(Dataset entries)
──────────────────────────────

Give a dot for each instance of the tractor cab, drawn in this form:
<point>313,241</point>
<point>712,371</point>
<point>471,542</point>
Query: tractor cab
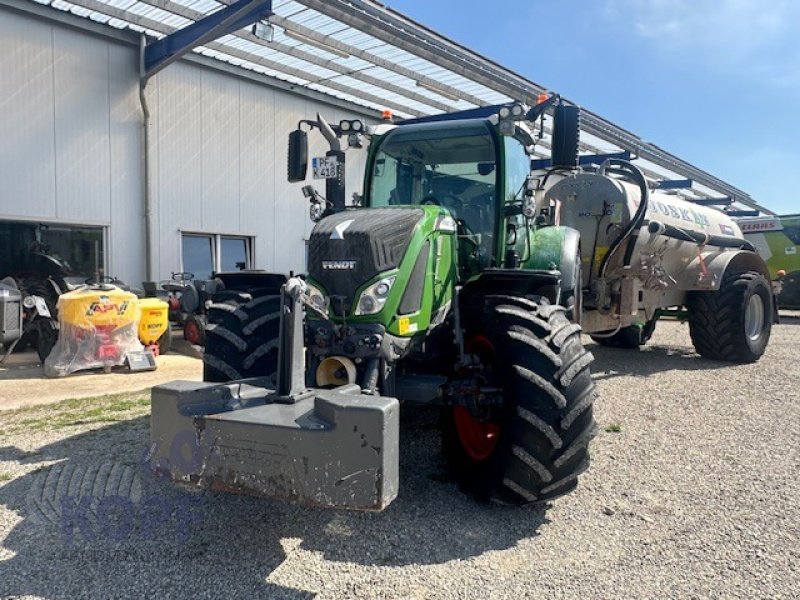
<point>457,166</point>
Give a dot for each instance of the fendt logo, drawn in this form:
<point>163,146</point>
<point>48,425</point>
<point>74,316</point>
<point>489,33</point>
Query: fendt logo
<point>338,230</point>
<point>338,265</point>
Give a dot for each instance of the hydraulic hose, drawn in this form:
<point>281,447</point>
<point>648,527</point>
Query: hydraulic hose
<point>695,237</point>
<point>631,232</point>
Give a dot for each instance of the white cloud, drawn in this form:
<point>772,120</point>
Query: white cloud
<point>757,35</point>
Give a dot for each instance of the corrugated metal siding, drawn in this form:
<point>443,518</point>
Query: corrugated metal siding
<point>259,143</point>
<point>27,152</point>
<point>83,178</point>
<point>126,247</point>
<point>218,146</point>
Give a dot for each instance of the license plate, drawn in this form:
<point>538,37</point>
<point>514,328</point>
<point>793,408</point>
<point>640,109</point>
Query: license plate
<point>325,167</point>
<point>41,307</point>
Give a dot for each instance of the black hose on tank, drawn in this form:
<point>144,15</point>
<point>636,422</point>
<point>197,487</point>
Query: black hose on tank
<point>623,167</point>
<point>695,237</point>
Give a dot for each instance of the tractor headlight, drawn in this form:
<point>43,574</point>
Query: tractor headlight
<point>374,297</point>
<point>317,299</point>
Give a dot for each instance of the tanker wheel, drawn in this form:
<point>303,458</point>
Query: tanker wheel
<point>165,341</point>
<point>532,448</point>
<point>194,331</point>
<point>630,337</point>
<point>242,336</point>
<point>734,322</point>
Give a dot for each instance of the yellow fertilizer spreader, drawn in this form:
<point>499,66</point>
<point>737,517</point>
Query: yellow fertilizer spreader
<point>100,326</point>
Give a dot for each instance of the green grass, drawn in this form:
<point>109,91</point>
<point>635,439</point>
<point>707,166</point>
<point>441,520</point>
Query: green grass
<point>108,408</point>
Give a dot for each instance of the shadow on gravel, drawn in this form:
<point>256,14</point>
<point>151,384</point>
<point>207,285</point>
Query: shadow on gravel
<point>214,544</point>
<point>648,360</point>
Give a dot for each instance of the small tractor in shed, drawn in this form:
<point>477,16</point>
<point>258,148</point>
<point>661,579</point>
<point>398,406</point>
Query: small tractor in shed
<point>460,279</point>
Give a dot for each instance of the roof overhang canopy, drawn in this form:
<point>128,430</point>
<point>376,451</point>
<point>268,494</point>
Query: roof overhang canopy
<point>369,55</point>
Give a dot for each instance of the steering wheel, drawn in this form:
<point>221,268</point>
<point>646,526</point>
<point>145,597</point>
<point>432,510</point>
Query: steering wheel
<point>183,276</point>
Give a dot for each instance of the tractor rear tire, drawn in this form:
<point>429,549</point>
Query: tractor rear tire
<point>545,424</point>
<point>46,337</point>
<point>194,330</point>
<point>241,336</point>
<point>734,322</point>
<point>631,337</point>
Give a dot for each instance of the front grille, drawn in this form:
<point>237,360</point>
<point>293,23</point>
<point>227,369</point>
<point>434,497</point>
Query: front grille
<point>374,241</point>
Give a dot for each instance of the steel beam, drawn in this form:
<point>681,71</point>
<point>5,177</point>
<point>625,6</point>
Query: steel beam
<point>170,48</point>
<point>154,25</point>
<point>673,184</point>
<point>589,159</point>
<point>195,15</point>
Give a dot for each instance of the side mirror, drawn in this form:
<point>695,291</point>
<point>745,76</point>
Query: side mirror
<point>566,131</point>
<point>298,156</point>
<point>511,234</point>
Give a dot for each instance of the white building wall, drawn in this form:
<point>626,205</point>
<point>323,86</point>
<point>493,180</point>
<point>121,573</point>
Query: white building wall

──────────────────────────────

## Try it
From the entries, report each line that includes the word "building".

## Written solution
Give a dot for each instance of the white building wall, drawn in this form:
Query: white building wall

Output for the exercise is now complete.